Pointing dataset listing
◇ ◇ ◇ ◇ ◇

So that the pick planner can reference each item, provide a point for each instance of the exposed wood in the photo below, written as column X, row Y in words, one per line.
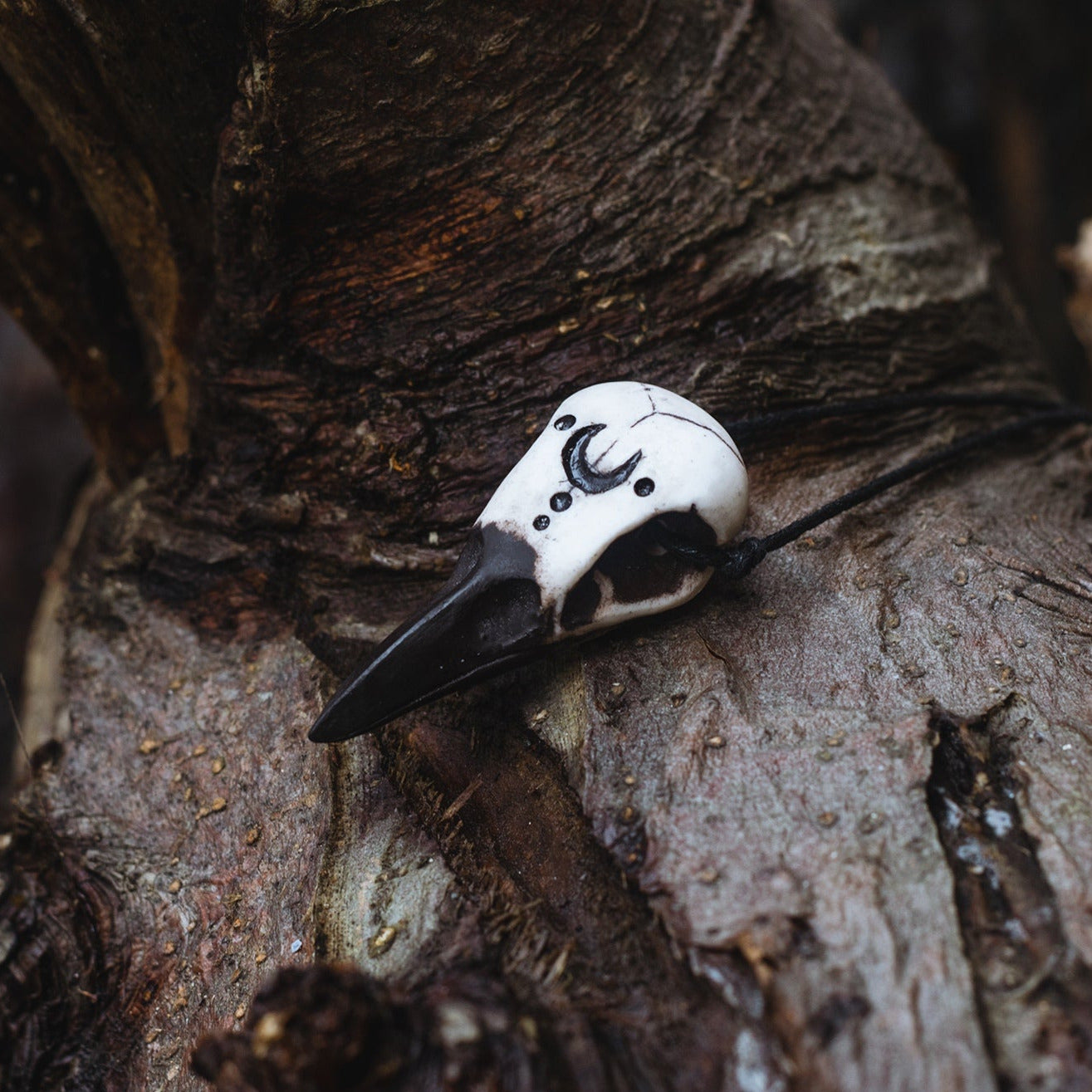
column 698, row 853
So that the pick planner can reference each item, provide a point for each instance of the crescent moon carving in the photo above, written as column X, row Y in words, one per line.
column 582, row 474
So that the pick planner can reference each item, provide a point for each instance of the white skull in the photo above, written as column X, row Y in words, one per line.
column 567, row 545
column 612, row 458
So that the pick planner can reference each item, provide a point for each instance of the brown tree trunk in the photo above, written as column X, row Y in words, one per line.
column 315, row 273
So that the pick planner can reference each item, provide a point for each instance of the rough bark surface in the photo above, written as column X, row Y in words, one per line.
column 745, row 846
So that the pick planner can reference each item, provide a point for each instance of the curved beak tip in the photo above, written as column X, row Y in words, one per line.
column 487, row 616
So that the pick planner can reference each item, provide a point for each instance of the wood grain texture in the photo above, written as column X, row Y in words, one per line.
column 704, row 852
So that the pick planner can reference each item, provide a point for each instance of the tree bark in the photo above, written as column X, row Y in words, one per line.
column 824, row 829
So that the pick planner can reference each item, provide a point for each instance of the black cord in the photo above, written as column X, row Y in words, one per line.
column 744, row 428
column 737, row 559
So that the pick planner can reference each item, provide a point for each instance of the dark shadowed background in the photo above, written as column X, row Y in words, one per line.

◇ ◇ ◇ ◇ ◇

- YOUR GOAL
Copy out verbatim the lines of the listing above, from the line containing "of the tree" through the last line of the listing, both ends included.

- SOLUTION FOR THIS PROBLEM
So that the pick planner can reference each item, provide a point for each instance of the tree bark in the photo above, written as column X, row Y in words, one per line.
column 824, row 829
So that the pick planner can reference each item, provide a point for each instance of the black cord in the photo above, written as column X, row Y in words, one per line.
column 744, row 428
column 737, row 559
So that the pick planner can reference each item, provide a point for each instance of the dark shadowed background in the photo above, written as column X, row Y in words, one per line.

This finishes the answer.